Directions: Repeat all the material exactly; pictures stay out of your copy.

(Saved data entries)
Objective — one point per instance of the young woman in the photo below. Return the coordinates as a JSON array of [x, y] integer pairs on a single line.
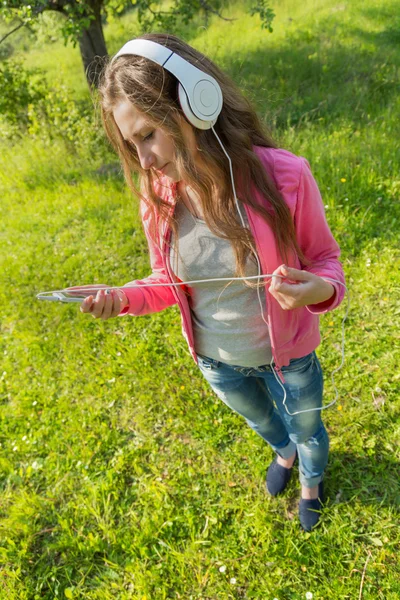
[[254, 340]]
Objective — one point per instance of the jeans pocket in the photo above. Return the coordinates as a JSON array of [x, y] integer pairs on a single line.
[[300, 365], [207, 363]]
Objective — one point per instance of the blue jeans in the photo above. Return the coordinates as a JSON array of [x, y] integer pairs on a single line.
[[255, 393]]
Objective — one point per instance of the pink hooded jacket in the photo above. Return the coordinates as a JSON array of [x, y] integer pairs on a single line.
[[293, 333]]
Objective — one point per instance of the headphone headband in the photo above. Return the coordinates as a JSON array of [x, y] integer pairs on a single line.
[[199, 94]]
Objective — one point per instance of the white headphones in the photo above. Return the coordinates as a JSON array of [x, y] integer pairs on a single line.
[[200, 95]]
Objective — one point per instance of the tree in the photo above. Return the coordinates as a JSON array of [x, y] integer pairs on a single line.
[[83, 22]]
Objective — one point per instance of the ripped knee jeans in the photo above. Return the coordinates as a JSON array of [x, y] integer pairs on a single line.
[[255, 393]]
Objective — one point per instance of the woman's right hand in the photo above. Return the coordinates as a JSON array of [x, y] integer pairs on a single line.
[[103, 306]]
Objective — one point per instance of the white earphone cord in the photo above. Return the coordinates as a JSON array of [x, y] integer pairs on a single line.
[[258, 277]]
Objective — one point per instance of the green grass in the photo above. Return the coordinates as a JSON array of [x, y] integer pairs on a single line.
[[121, 475]]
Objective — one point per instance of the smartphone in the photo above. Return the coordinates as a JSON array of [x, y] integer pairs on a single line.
[[64, 296]]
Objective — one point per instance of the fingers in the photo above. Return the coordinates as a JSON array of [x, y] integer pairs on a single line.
[[105, 305]]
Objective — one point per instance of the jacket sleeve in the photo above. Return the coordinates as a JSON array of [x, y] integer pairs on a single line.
[[145, 300], [316, 240]]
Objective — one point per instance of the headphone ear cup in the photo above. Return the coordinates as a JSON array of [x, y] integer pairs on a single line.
[[187, 111]]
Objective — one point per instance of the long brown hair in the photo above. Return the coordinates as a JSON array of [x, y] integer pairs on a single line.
[[153, 91]]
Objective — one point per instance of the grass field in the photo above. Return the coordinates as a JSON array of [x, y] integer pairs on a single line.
[[121, 475]]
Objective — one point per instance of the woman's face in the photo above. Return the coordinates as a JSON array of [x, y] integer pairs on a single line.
[[154, 148]]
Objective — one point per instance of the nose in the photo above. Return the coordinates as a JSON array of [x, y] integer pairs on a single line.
[[145, 157]]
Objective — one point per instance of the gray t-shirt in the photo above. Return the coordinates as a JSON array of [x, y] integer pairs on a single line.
[[227, 322]]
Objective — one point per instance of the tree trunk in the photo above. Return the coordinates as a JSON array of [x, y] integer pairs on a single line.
[[93, 48]]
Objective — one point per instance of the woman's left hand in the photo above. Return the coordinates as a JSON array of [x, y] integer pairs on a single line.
[[299, 288]]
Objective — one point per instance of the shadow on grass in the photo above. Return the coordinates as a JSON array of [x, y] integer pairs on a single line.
[[370, 479]]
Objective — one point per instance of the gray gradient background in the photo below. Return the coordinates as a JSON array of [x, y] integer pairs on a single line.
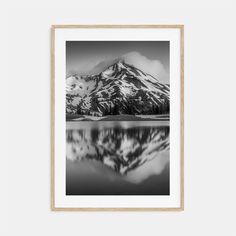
[[92, 57]]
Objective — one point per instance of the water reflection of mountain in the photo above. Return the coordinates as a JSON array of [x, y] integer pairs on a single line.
[[121, 149]]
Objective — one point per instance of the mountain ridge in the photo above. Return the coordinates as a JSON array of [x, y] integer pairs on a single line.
[[119, 89]]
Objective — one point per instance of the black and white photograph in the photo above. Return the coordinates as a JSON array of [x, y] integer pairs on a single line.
[[117, 117]]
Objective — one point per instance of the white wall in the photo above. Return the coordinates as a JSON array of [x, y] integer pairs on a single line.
[[210, 160]]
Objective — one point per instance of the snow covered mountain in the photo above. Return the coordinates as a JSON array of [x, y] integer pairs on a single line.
[[120, 89]]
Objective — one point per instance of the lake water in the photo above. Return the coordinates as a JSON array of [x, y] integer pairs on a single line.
[[117, 158]]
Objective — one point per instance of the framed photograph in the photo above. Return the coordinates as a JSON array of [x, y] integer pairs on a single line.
[[117, 117]]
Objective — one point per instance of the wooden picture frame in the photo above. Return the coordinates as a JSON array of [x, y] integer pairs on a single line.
[[54, 28]]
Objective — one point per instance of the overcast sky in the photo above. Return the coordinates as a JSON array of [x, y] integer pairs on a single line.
[[92, 57]]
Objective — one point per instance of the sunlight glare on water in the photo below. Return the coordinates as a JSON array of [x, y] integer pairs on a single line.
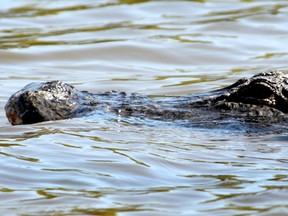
[[106, 165]]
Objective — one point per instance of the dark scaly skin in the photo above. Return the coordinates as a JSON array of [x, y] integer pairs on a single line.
[[262, 99]]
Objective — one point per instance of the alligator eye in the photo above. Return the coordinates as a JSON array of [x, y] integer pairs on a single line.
[[260, 91]]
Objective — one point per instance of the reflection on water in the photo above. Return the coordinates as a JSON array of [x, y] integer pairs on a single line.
[[105, 165]]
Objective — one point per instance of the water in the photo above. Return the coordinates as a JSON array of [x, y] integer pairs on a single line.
[[107, 166]]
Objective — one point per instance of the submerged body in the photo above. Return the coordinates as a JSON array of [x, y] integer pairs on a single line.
[[260, 100]]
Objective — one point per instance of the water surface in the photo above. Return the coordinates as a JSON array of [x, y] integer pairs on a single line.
[[105, 165]]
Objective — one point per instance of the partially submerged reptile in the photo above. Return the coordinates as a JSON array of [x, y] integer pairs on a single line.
[[260, 101]]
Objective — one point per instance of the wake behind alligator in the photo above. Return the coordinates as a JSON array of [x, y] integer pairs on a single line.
[[259, 102]]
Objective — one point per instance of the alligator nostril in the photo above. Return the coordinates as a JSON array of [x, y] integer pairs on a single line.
[[285, 92]]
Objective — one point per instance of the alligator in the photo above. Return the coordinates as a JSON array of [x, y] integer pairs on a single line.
[[259, 101]]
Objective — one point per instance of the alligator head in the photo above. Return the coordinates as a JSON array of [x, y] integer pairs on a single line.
[[39, 102], [267, 89]]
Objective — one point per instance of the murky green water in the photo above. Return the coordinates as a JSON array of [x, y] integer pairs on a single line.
[[106, 166]]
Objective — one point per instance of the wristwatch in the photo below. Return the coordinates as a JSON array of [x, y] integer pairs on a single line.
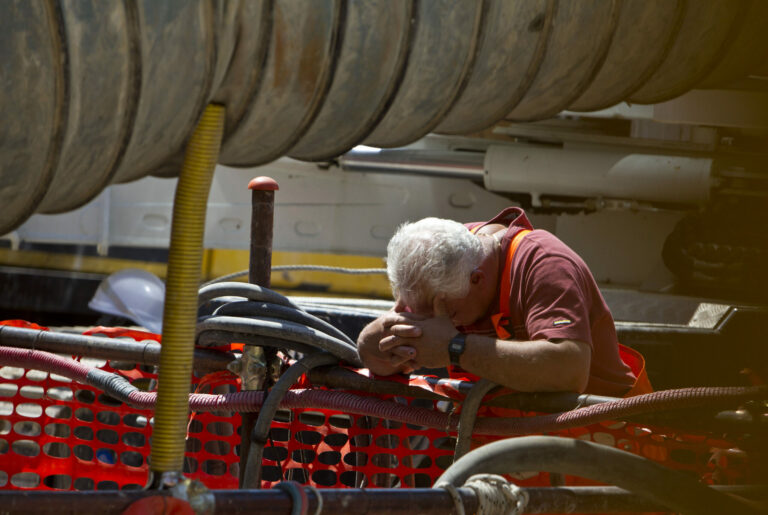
[[456, 347]]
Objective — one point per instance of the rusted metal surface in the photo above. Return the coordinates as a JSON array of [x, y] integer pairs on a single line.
[[645, 32], [378, 501], [259, 272], [98, 93]]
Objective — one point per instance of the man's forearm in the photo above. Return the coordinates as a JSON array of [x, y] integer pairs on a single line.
[[528, 366]]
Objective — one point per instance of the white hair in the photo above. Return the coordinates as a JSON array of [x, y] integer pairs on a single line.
[[430, 257]]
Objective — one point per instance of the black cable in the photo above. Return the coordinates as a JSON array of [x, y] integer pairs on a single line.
[[252, 473]]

Exercise answer:
Objective — one point per instance of the young woman in the photo below. Return the coordinates as a JSON array of [x, y] integer pairs on a single line.
[[254, 340]]
Objective — one point per instance of the jeans pocket in the photo above. Return the coordinates as a JSON array of [x, y] integer pairs on a single line.
[[300, 365], [207, 363]]
Objective — one point per instance of the blue jeans in the photo above. Return the coordinates as a JSON array of [x, y] integer pairs on a single line.
[[255, 393]]
Objective — one point per instance of the pink hooded jacket in the photo above. Return the coordinates as a JSON array of [x, y] integer pairs on a single line.
[[293, 333]]
Objective — one point per instance of the headphone headband in the photo above. Return the coordinates as a JSON array of [x, y] integer pairs on a single line.
[[199, 94]]
Objective — one point per instance of the white headphones in the photo above. Return the coordinates as a JSON array of [x, y] integer pairs on a single line.
[[200, 95]]
Objective — one point per instance of the tree in the photo above. Return the coordinates as a JSON array of [x, y] integer pairs on a single line.
[[83, 22]]
Objective — one point per instance of the ripped knee jeans in the photo above. Return the coordinates as a JSON array of [x, y] integer pairs on a single line.
[[255, 393]]
Objective — one point per instance of the woman's right hand in the photo above. Return the coordinates as a JSON array of [x, y] integer pairs on a single line.
[[103, 306]]
Objective — one point per instance of the white earphone cord in the photo above. Return the coordinates as a JSON array of [x, y] integer pairs on a single line.
[[258, 277]]
Objective — one point per instance of the green grass in the photo above. Return the coordinates as a JSON array of [x, y] integer pairs on a single line.
[[121, 475]]
Objective — one point per instance of the smartphone in the photo above. Return the coordinates as a JSON array of [x, y] integer pairs on a single line.
[[64, 296]]
Objective — one point per instance of the fingers in the photo above. Return the coordinates as a JSON array of [x, y] integer pairs on a single line.
[[105, 305]]
Objective — one point per instance of the jacket sleeve in the photo above. Return the coordinates as a JSON array of [x, y] integer pairs on a single line.
[[145, 300], [316, 240]]
Objective — one point per instance of the headphone ear cup in the photo above. Return the coordinates as a JSON array of [x, y] integer pairs on a single line.
[[187, 111]]
Objective — one point per instance of the long brown hair in the photo above. Return the coordinates as a JSON array of [x, y] integer pairs on a single line.
[[153, 91]]
Objective — one point per instance of the grass field in the photo above. Return the coordinates as a JSON array of [x, y] integer pairs on a single line.
[[121, 475]]
Objective — one point per instance of the woman's face in the photo above. Return the coordinates as a JSON array of [x, y] integer pairs on a single line.
[[154, 148]]
Objective — one point per instance of the nose in the photo above. Return the coordinates as a JSON array of [x, y] integer pairs on a single line.
[[145, 157]]
Objective — one point per instance of the gray t-shirt in the photo above. Return the coordinates as a JSON array of [x, y] integer pairs on a single line.
[[227, 322]]
Objective — one point per instance of the tree trunk in the photo above. Return the coordinates as a JSON array of [x, y] integer pairs on a single line.
[[93, 48]]
Objective — one point per instance of the woman's left hand in the photo above. Return the coordinates as a JSON array of [x, y] integer pairs on a single line.
[[299, 288]]
Objective — one point per instance of the shadow on grass in the photo above. Return the coordinates as a JSON array of [x, y] integer pairs on a single line.
[[370, 479]]
Objective — one point per instance of the gray gradient background in the photo below. Return the coordinates as a JSON array of [x, y] integer pairs on a single line.
[[92, 57]]
Objective — one point per instance of the water reflection of mountain in the photo above. Return the coordinates as a JSON array of [x, y] integer pairs on a single line.
[[121, 149]]
Objective — one point per instance of the mountain ridge in the photo above. Return the coordinates as a JSON array of [x, y] integer pairs on a single line.
[[119, 89]]
Objective — one point per instance of the black and white photograph in the photo above. Return the coordinates as a JSON array of [x, y] integer pairs on a single line.
[[117, 117]]
Objective — one point per instance of the white wall in the photo above. Return the coordinates as a JSON array of [x, y] integer pairs on a single line.
[[210, 160]]
Objective — one point per instance of the snow covered mountain in the photo above. Return the coordinates as a JSON array of [x, y] integer pairs on a single line.
[[120, 89]]
Objective — one point per instance of the lake water in the photo above. Return the coordinates as a JSON array of [x, y] integer pairs on a single line.
[[117, 158]]
Objective — one point per instance of the framed photograph in the photo above. Return the coordinates as a JSON array of [x, y] integer pairs on a single line.
[[117, 117]]
Objective — one point per instance of the wooden picture frame in the photo above. Return the coordinates as a JSON array of [x, y] integer pairs on a single line.
[[54, 28]]
Objective — one point per instance of the overcast sky in the photo above. Return the coordinates as a JSON array of [x, y] integer pairs on a single line.
[[92, 57]]
Objective — one point per instance of the sunlight glare on water in the photo below. Return the coordinates as a JSON array of [x, y] integer pairs on a single line.
[[106, 165]]
Objective — one point per instance of the dark scaly skin in the photo above. Return the coordinates as a JSON array of [x, y] integer pairs on a single line.
[[262, 99]]
Objective — one point per instance of the alligator eye in the photo above. Return the coordinates as a JSON array of [x, y] integer pairs on a single line.
[[260, 91]]
Objective — one point per instance of the reflection on water in the photo above. Return the coordinates as a JSON array of [x, y] integer pairs on a single line.
[[105, 165]]
Objective — one point per instance of the water in the photo above. Return the coordinates as a JSON array of [x, y] integer pairs on a single line.
[[107, 166]]
Objective — one point per instance of the submerged body in the photo above. Return the coordinates as a JSON array of [x, y] integer pairs on a single line.
[[260, 100]]
Objective — one point per instance of the water surface in the photo above. Return the coordinates as a JSON array of [x, y] integer pairs on a single line.
[[105, 165]]
Objective — one point per instance of the partially submerged reptile in the photo above. Return the coordinates as a JSON array of [x, y] integer pairs on a single line.
[[260, 101]]
Objective — one point per instance of the wake behind alligator in the photo above. Return the coordinates as a JSON array of [x, y] integer pairs on a single line.
[[259, 102]]
Objective — one point per instance of the alligator nostril in the photo above. Return the coordinates as a JSON array of [x, y] integer pairs on a single line.
[[285, 92]]
Objective — one point per instance of the alligator in the photo above. Return the coordinates as a JSON array of [x, y] integer pairs on a single line.
[[259, 101]]
Objective — one point per instance of the alligator head in the photo above. Return the coordinates as a JSON array of [x, y] integer pairs on a single line.
[[39, 102], [267, 89]]
Objective — one point per instance of the murky green water in the photo above. Return the coordinates as a JSON array of [x, y] integer pairs on a single line.
[[106, 166]]
Objective — one point per instance of the wristwatch in the photo below. Return the coordinates as a JSON array of [x, y] integer pairs on a single line.
[[456, 347]]
Objective — one point per instance of the rusted metal surface in the photo above. Return the coordinates as a JSON array of [x, y] integer pairs on a single line.
[[645, 32], [378, 501], [259, 272], [98, 93]]
Objective — one point per instance of the man's forearm in the photo above. Return the coordinates as a JSON array of [x, y] integer pairs on a single line.
[[528, 366]]
Objective — one point per instance of the white hair in the photo above. Return the coordinates as a JSON array of [x, y] integer pairs on a single line.
[[430, 257]]
Objective — one point per instance of the black cable in the photo above. Return the coordinates as a JSON array of [x, y] integer pairs on a single line.
[[252, 473]]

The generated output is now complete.